* **Required work**
Take down each entry exactly as written.

(Data for review)

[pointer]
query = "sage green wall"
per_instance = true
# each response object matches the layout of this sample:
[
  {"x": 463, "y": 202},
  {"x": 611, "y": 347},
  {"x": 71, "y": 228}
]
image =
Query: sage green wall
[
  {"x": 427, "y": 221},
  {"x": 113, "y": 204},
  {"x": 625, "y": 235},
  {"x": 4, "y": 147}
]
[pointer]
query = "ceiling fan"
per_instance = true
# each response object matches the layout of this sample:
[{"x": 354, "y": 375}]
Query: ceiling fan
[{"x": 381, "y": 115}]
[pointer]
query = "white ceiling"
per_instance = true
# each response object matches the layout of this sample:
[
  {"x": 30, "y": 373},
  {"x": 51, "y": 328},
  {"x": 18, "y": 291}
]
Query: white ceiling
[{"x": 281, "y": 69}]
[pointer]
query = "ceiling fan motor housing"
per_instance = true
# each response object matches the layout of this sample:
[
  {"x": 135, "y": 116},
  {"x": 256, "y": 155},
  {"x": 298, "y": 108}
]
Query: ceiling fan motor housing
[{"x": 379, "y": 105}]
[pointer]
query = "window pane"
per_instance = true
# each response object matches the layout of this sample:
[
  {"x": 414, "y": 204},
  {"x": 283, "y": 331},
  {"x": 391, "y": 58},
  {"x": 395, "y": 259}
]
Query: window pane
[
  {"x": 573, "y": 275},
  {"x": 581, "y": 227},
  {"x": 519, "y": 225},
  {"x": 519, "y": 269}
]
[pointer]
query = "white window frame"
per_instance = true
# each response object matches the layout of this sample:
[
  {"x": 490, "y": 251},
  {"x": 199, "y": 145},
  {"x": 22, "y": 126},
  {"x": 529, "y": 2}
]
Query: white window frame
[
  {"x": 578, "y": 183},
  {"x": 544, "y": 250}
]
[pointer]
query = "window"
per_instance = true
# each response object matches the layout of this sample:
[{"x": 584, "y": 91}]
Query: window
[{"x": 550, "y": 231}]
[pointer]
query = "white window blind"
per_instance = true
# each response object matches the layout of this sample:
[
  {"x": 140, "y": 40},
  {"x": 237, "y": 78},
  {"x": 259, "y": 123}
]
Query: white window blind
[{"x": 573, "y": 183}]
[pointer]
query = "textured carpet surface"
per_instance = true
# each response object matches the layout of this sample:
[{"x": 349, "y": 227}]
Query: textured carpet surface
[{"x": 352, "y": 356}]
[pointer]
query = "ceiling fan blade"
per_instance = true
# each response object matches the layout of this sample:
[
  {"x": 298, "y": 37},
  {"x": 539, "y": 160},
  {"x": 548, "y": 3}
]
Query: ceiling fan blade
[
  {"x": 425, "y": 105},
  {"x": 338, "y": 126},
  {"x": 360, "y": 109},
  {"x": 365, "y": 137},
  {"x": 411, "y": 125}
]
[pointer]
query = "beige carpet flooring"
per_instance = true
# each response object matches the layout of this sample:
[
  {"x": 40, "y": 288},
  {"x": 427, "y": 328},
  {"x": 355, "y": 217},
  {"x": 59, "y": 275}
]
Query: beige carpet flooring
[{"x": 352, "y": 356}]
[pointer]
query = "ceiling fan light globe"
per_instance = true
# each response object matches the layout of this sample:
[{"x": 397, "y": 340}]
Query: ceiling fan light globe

(End Data for review)

* **Written solution**
[pointer]
query = "sage green wall"
per_instance = true
# each response object matches the layout of this sample:
[
  {"x": 463, "y": 202},
  {"x": 611, "y": 347},
  {"x": 71, "y": 228}
]
image =
Query: sage green wall
[
  {"x": 427, "y": 221},
  {"x": 113, "y": 204},
  {"x": 625, "y": 235},
  {"x": 4, "y": 147}
]
[pointer]
query = "ceiling fan"
per_instance = true
# each response object matches the layout of this sample:
[{"x": 354, "y": 375}]
Query: ceiling fan
[{"x": 381, "y": 115}]
[pointer]
query = "white ceiling"
per_instance = true
# each response object matches the layout of this sample:
[
  {"x": 30, "y": 373},
  {"x": 51, "y": 328},
  {"x": 18, "y": 291}
]
Query: white ceiling
[{"x": 281, "y": 69}]
[pointer]
query = "ceiling fan motor housing"
per_instance = true
# each response object matches the layout of this sample:
[
  {"x": 135, "y": 116},
  {"x": 256, "y": 155},
  {"x": 298, "y": 108}
]
Query: ceiling fan motor housing
[{"x": 379, "y": 105}]
[pointer]
query = "window pane"
per_instance = true
# each response object matches the layout of this sample:
[
  {"x": 414, "y": 204},
  {"x": 283, "y": 331},
  {"x": 391, "y": 58},
  {"x": 395, "y": 259}
]
Query: window pane
[
  {"x": 573, "y": 275},
  {"x": 581, "y": 227},
  {"x": 519, "y": 225},
  {"x": 519, "y": 269}
]
[pointer]
query = "white window frame"
per_instance = true
# each response object matches the layout of this sample:
[
  {"x": 490, "y": 251},
  {"x": 199, "y": 145},
  {"x": 22, "y": 126},
  {"x": 529, "y": 2}
]
Query: white window frame
[
  {"x": 578, "y": 183},
  {"x": 544, "y": 250}
]
[pointer]
query = "window"
per_instance = true
# each response object matches the layout of this sample:
[{"x": 584, "y": 91}]
Query: window
[{"x": 550, "y": 231}]
[pointer]
query = "white window blind"
per_instance = true
# each response object matches the layout of this sample:
[
  {"x": 140, "y": 40},
  {"x": 237, "y": 78},
  {"x": 259, "y": 123}
]
Query: white window blind
[{"x": 573, "y": 183}]
[pointer]
query = "textured carpet surface"
per_instance = true
# each response object matches the layout of this sample:
[{"x": 349, "y": 227}]
Query: textured carpet surface
[{"x": 352, "y": 356}]
[pointer]
query = "ceiling fan blade"
per_instance = true
# each response object matches the layout of this sample:
[
  {"x": 298, "y": 37},
  {"x": 539, "y": 160},
  {"x": 548, "y": 3}
]
Query: ceiling fan blade
[
  {"x": 425, "y": 105},
  {"x": 338, "y": 126},
  {"x": 360, "y": 109},
  {"x": 365, "y": 137},
  {"x": 411, "y": 125}
]
[pointer]
query = "beige carpet flooring"
per_instance = true
# each response object matches the layout of this sample:
[
  {"x": 40, "y": 288},
  {"x": 427, "y": 328},
  {"x": 355, "y": 217},
  {"x": 59, "y": 275}
]
Query: beige carpet flooring
[{"x": 352, "y": 356}]
[pointer]
query = "ceiling fan light globe"
per_instance = true
# each response object matches the layout of this sample:
[{"x": 397, "y": 340}]
Query: ceiling fan light globe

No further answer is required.